▶ [Work instructions]
From the entries below, extract each line that contains the word "white".

▶ [Pointing entries]

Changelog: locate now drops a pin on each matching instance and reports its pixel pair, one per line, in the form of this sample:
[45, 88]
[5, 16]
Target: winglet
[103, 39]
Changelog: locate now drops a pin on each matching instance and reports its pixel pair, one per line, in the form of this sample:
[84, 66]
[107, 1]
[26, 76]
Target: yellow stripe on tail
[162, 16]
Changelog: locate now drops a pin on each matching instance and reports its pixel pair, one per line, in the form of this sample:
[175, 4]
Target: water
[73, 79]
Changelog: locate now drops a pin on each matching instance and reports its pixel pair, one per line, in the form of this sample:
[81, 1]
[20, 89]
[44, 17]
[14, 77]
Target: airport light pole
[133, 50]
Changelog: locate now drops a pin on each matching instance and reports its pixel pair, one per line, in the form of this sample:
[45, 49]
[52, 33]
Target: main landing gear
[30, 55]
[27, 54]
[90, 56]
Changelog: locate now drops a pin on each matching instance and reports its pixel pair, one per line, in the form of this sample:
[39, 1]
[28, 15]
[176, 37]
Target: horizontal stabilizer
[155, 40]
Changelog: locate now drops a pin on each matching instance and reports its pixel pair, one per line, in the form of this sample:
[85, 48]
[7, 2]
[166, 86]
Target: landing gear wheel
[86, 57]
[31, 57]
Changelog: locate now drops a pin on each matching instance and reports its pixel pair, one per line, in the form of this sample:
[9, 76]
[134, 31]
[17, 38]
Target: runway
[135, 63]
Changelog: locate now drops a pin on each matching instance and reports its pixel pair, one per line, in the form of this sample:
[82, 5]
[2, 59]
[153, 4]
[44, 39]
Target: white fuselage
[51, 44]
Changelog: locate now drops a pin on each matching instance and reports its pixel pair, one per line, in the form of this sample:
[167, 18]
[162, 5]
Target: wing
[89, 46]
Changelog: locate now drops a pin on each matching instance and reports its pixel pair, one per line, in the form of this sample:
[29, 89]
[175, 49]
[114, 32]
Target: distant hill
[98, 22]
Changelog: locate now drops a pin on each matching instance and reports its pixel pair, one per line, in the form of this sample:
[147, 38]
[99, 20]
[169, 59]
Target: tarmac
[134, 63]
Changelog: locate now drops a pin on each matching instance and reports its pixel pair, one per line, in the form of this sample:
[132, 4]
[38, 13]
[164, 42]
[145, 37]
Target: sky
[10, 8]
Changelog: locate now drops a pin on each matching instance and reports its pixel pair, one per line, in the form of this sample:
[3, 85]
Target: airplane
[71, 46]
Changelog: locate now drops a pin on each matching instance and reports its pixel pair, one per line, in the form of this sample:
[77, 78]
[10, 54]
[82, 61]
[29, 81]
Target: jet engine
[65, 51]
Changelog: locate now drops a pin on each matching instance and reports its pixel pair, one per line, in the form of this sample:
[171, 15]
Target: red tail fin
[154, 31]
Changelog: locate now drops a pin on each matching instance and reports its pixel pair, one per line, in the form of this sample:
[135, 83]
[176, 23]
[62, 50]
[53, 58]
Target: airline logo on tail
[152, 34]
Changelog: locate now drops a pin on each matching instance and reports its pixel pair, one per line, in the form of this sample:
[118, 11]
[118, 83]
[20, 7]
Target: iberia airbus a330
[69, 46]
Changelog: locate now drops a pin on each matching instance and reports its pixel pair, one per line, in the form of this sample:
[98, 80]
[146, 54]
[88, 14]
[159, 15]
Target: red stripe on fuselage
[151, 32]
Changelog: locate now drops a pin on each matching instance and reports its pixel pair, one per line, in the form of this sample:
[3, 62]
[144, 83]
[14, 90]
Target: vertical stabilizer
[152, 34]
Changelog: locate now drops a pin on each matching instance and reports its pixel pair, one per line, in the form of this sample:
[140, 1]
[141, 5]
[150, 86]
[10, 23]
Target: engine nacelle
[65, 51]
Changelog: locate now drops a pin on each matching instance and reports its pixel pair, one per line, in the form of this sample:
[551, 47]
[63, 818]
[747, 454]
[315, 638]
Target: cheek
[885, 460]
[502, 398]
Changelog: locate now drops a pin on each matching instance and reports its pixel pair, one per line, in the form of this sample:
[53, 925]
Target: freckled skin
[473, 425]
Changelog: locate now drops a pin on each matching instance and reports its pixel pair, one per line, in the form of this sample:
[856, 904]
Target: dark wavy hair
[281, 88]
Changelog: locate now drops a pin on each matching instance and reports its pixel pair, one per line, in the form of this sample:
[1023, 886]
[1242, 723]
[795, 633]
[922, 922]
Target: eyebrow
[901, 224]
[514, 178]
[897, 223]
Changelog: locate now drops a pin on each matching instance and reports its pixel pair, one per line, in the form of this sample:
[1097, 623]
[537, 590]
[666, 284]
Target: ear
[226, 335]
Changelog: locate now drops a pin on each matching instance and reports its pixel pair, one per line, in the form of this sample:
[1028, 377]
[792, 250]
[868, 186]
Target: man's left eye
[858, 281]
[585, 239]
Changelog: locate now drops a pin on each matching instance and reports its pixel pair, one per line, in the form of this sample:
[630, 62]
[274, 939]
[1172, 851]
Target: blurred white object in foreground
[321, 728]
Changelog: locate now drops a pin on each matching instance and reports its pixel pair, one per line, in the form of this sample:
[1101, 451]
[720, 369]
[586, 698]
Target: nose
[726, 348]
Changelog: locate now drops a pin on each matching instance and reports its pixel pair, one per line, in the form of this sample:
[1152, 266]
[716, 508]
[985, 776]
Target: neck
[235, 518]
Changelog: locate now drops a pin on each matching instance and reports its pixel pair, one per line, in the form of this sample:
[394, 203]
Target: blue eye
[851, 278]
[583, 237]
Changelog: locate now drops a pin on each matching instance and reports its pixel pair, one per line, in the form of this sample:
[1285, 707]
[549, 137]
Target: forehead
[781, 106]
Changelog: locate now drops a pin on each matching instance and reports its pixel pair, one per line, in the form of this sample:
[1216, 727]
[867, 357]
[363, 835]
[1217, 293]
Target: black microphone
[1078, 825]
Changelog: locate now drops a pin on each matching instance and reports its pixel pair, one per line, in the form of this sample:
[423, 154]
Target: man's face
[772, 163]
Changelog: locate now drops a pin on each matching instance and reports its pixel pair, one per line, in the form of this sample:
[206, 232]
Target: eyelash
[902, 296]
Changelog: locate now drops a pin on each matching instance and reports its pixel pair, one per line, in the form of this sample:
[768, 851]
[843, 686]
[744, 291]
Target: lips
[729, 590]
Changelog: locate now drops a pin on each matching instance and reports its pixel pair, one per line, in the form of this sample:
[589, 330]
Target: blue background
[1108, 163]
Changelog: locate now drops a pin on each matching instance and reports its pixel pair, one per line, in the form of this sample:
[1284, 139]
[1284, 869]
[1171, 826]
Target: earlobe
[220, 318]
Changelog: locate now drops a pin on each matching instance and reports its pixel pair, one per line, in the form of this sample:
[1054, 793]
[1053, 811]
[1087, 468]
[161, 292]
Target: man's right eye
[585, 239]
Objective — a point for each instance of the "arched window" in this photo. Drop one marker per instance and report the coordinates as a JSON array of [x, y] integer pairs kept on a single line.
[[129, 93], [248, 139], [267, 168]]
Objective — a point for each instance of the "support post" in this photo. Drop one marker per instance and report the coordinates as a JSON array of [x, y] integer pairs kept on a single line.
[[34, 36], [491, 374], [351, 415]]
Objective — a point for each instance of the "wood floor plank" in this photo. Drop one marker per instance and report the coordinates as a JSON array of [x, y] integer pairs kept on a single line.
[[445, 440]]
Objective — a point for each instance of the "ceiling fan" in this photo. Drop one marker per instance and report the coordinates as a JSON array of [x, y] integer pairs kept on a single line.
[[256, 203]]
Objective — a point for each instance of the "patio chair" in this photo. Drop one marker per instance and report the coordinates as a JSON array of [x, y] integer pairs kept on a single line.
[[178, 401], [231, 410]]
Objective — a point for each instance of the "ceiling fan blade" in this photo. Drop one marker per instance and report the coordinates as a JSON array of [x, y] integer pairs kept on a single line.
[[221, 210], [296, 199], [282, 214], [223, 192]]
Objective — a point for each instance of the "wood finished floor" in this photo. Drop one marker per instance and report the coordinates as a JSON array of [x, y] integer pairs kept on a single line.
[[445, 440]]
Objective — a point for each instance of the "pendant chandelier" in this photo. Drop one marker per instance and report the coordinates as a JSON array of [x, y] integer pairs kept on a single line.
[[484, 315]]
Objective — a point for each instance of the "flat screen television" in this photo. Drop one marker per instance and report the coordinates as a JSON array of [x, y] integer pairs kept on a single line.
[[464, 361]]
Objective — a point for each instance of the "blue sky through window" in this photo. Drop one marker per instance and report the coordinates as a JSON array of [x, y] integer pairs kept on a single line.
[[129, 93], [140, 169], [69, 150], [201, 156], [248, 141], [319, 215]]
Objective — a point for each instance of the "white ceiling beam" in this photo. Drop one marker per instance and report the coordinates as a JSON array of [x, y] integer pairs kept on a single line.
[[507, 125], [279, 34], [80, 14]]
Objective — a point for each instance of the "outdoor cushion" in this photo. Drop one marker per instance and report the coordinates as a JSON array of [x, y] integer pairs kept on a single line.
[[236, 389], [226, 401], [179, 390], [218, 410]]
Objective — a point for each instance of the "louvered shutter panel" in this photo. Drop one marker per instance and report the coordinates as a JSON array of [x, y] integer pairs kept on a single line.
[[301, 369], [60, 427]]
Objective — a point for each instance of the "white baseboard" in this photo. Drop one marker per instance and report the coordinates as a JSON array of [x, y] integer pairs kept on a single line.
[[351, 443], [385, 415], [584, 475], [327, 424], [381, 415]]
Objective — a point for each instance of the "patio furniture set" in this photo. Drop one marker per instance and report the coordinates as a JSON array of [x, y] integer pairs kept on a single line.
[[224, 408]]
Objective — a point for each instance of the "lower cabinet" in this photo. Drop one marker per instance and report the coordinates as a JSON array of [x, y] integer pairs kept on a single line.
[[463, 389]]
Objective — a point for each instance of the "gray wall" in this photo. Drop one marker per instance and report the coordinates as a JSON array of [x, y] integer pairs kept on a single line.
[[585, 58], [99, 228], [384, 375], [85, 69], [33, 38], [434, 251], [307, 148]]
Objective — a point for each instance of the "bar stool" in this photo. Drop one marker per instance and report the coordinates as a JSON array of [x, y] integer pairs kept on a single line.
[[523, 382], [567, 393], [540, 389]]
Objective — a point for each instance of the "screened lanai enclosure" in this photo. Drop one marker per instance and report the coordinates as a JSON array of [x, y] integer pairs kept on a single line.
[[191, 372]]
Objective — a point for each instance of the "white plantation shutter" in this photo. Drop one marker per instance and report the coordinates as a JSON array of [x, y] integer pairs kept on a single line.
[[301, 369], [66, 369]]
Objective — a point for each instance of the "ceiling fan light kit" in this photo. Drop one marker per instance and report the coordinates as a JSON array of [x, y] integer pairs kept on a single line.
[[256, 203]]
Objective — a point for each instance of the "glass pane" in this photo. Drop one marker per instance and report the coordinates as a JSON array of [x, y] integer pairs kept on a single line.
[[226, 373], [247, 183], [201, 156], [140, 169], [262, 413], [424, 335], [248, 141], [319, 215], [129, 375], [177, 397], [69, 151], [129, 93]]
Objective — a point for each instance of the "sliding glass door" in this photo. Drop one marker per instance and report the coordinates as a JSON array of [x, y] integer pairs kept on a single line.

▶ [Task result]
Target: white fuselage
Target: blurred white object in foreground
Objective — a point for each instance of the "white ceiling beam" in this photo. Drop one marker per instance and report the coordinates as a JSON array of [x, y] integer pairs kept on a single line.
Objective — a point for each instance of the "white baseboard" in this photo. Drop one marker per instance and report the coordinates as a JSON array of [x, y] integer pairs kept on a single line.
Objective — a point for each instance of the "white plantation shutter" in this photo. Drop one marker per instance and report the coordinates as a JSON array of [x, y] integer pairs kept on a single line.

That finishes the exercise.